### Available records
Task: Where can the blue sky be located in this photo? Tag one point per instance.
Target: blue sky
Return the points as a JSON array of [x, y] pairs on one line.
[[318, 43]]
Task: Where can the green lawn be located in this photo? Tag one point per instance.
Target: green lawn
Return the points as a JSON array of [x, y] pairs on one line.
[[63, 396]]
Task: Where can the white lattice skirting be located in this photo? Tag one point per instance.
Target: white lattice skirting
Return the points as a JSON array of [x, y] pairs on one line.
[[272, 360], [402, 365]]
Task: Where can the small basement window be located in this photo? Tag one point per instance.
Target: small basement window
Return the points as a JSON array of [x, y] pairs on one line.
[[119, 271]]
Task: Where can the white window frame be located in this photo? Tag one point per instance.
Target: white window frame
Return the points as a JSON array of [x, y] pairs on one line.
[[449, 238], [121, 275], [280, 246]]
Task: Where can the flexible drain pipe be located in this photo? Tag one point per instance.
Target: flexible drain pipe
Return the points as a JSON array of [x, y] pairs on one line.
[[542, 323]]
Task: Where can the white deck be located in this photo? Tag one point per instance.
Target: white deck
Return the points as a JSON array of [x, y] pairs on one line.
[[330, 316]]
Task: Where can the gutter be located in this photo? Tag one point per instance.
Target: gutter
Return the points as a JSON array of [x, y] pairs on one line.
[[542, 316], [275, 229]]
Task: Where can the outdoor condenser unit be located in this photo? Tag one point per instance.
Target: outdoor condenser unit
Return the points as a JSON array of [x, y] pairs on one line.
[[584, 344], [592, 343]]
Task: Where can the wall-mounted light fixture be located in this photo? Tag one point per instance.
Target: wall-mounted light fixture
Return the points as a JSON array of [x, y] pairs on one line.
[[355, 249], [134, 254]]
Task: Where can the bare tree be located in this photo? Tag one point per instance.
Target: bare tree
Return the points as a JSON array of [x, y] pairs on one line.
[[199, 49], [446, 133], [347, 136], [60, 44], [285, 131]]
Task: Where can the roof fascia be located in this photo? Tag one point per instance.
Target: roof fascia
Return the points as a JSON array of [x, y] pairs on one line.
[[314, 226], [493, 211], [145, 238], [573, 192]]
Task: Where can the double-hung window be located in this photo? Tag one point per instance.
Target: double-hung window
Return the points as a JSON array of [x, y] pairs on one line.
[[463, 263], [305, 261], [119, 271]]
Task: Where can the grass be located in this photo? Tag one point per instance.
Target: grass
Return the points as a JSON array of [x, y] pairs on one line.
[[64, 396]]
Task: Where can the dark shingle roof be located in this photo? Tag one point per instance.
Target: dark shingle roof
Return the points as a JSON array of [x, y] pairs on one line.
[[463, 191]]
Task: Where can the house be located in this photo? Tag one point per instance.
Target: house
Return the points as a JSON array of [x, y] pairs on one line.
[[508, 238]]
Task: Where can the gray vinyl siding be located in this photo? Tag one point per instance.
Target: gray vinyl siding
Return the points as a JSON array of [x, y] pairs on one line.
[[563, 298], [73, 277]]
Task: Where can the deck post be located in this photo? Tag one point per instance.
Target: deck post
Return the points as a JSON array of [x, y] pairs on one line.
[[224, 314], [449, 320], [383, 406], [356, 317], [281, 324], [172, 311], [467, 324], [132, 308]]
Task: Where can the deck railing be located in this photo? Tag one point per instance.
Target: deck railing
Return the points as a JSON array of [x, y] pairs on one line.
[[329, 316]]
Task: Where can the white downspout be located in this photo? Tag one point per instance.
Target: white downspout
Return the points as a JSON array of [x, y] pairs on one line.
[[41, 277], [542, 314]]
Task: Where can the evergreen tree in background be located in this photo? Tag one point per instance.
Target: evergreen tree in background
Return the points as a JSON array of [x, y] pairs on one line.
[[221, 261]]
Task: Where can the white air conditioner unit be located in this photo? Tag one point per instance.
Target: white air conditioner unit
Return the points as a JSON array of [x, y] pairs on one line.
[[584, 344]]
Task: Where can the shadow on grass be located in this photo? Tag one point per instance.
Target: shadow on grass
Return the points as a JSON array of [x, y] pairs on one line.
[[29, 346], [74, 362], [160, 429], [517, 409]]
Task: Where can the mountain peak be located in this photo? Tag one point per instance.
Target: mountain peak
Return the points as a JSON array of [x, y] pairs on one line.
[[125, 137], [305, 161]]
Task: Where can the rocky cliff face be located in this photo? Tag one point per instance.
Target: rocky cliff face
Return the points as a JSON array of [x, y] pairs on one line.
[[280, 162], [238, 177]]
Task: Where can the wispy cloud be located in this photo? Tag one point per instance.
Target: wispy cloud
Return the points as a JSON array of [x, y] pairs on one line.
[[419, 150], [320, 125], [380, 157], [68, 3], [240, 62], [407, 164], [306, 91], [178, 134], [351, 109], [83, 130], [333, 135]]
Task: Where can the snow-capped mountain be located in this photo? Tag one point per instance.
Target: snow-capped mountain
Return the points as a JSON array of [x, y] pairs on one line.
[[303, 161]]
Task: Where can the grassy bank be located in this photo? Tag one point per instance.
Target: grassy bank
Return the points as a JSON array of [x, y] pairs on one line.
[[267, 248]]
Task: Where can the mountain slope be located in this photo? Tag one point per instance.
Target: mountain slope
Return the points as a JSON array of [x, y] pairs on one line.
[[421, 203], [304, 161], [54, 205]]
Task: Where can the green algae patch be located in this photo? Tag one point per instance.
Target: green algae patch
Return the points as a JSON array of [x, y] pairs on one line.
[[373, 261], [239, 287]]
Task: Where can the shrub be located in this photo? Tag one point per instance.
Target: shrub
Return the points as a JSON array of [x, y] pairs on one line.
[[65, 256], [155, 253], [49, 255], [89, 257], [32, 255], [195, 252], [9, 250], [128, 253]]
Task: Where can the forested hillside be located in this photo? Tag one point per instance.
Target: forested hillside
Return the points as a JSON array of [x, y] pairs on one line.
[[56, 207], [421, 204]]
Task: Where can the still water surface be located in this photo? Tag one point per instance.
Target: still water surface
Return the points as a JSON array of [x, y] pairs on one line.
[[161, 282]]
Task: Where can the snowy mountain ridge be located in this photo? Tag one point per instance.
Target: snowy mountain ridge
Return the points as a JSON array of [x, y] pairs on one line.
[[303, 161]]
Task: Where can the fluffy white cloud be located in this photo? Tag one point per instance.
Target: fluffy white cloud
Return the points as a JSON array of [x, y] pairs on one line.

### Request
Retype every row above word for word, keeping each line as it stands.

### Written response
Task: Where can the blue sky be located in this photo? Tag one point per instance.
Target: blue sky
Return the points as a JSON array of [x, y] pairs on one line.
[[318, 43]]
Task: Where can the green lawn be located in this photo? Tag one point per instance.
Target: green lawn
Return the points as a JSON array of [x, y] pairs on one line.
[[63, 396]]
Task: Where can the white lattice skirting be located in this photo? Tag one point per instance.
Target: white lattice skirting
Return the points as a JSON array of [x, y] pairs on one line.
[[272, 360], [402, 365]]
Task: Where can the small basement window be located in this photo? Tag one point per instance.
Target: small basement window
Return the points as a JSON array of [x, y] pairs on one line.
[[119, 271]]
Task: Where can the white window frame be located in this photo? Tag one point per instance.
Target: white window frame
Return the points as a JSON array of [x, y] pairs on one line.
[[449, 238], [121, 275], [280, 246]]
Task: Where can the flexible drain pipe be located in this photo? Tag one point per instance.
Target: flexible drain pipe
Return the points as a JSON array of [x, y] pairs on one line.
[[542, 323]]
Task: Where can the white deck be located in this photo? Tag one point per instance.
Target: white deck
Return the points as a JSON array of [x, y] pairs on one line.
[[330, 316]]
Task: Where can the gutter be located in this photo? Tag one point per instance.
Target: gutter
Return the points as a JSON array of [x, y] pairs on one line.
[[542, 316], [275, 229]]
Task: Where can the outdoor condenser unit be located in this photo? Tag one point per instance.
Target: outdoor condenser unit
Return the points as a JSON array of [x, y] pairs on one line.
[[584, 344], [592, 343]]
Task: Where can the wall-mounted light fixture be located in this photo? Tag one point per instance.
Target: wall-mounted light fixture
Return the points as a JSON array of [x, y] pairs on one line.
[[355, 249], [134, 254]]
Task: Where can the bare tree be located in this photo? Tag one point per instance.
Target: bare tree
Return the points as a JSON array of [x, y] pairs on one line.
[[199, 49], [446, 133], [347, 136], [60, 44], [285, 131]]
Task: Where can the roof fascia be located in this photo? Tag one point per instance.
Target: roof fascia
Return the points as a JSON array of [x, y] pairs on one line.
[[314, 226], [493, 211], [145, 238], [573, 192]]
Task: Where can the double-hung window be located in this photo? Tag one point per instance.
Target: double-hung window
Return the points as a JSON array of [x, y] pairs on one line.
[[463, 263], [305, 261], [119, 271]]
Task: Where can the grass be located in this photo? Tag one point per instance.
Target: grass
Return the points as a JSON array of [x, y] pairs on one line.
[[64, 396]]
Task: Where can the dark shingle roof be located in this photo? Tag one point per instance.
Target: dark shingle roof
Return the points as a JSON array of [x, y] pairs on one line.
[[463, 191]]
Task: Where can the house be located in this photo? Tag one point per instance.
Target: house
Return the points as a JSON array of [x, y] pairs on one line.
[[508, 238]]
Task: Where can the gray vinyl siding be located in this photo? Tag one point per instance.
Target: gray vinyl siding
Return the points as a JSON array of [x, y] pairs on one line.
[[563, 298], [73, 277]]
Task: Where can the deck post be located in this photo? Tag one point per instance.
Target: deck post
Return the points as a JSON array of [x, y] pairs on one line.
[[224, 314], [449, 320], [383, 406], [356, 317], [281, 324], [172, 311], [467, 324], [132, 308]]
Task: Where can the deck railing be located in this photo? Tag one point per instance.
Target: deck railing
Return the points as a JSON array of [x, y] pairs on one line.
[[329, 316]]
Task: Where can the white downspout be located in this photo? Tag one point per instance.
Target: white downspout
Return the points as a JSON array of [x, y] pairs on one line.
[[41, 277], [542, 314]]
Task: Where can the evergreen tree in background be located in this photo? Tag one point per instance.
Target: evergreen tree in background
Return the points as a JSON array of [x, y] pairs on one line.
[[221, 261]]
Task: Where can the white air conditioner unit be located in this photo? Tag one point per instance.
Target: white air conditioner unit
Return the points as a JSON array of [x, y] pairs on one line.
[[584, 344]]
Task: Where can the shadow on grass be located in this photo? Tag one point per instance.
Target: shadow on grass
Return the points as a JSON array of [x, y] pairs on one line.
[[29, 346], [74, 362], [160, 429], [517, 409]]
Task: Where can the mountain peak be located in this photo? Tag one point per instance.
Target: mountain peak
Return the points as a JSON array of [x, y] pairs on one line.
[[125, 137], [305, 161]]
Task: Where can the rocky cliff face be located in this photo? Tag one point per instance.
Target: rocky cliff face
Return the points as a JSON array of [x, y] pairs on one line.
[[280, 162], [238, 177]]
Task: Where can the wispy cloud be located in this photo? Tag one point per instance.
Target: wispy cloud
Return the points as a JSON array of [x, y] pairs on one line.
[[419, 150], [320, 125], [380, 157], [68, 3], [240, 62], [407, 164], [306, 91], [178, 134], [351, 109], [83, 130], [333, 135]]
Task: Where can the snow-capped mountain be located in this photo? Tag one point per instance.
Target: snow-capped mountain
Return the points as a JSON array of [x, y] pairs on one line.
[[303, 161]]
Task: Where can the grassy bank be located in this photo? Tag one point per instance.
Target: grassy bank
Return the points as a JSON array of [x, y] pairs on one line.
[[267, 248]]
Task: Where can the mountain slope be located in this photo? Tag one point per instance.
Target: mountain slope
Return the points as a JSON array of [x, y] pairs on one line.
[[421, 203], [304, 161], [54, 205]]
Task: Where can the green algae patch be located in this photo? Tag one point per instance.
Target: green algae patch
Return the points as a JSON array of [x, y] pairs on one line.
[[373, 261], [239, 287]]
Task: Where can the shrub be located in this photo? Tag one point per instance.
Target: shrub
Return the points as a JSON array of [x, y] pairs on one line.
[[65, 256], [155, 253], [49, 255], [89, 257], [32, 255], [195, 252], [9, 250], [128, 253]]
Task: Where can the forested hillside be located in this photo? Tag one point per instance.
Target: forested hillside
Return the points as a JSON array of [x, y] pairs on one line.
[[56, 207], [421, 204]]
Task: Where can the still water surface be located in this photo? Tag one point per instance.
Target: still water surface
Return the points as a JSON array of [x, y] pairs on one line.
[[161, 282]]
Task: Where can the snowy mountain ridge be located in this photo? Tag one point per instance.
Target: snowy mountain ridge
Return the points as a JSON array of [x, y] pairs on one line.
[[303, 161]]
Task: Where can the fluffy white cloud be located in this photo? Tag one point per instance.
Target: fluffy white cloud
Return the points as a JSON array of [x, y] pairs on one line.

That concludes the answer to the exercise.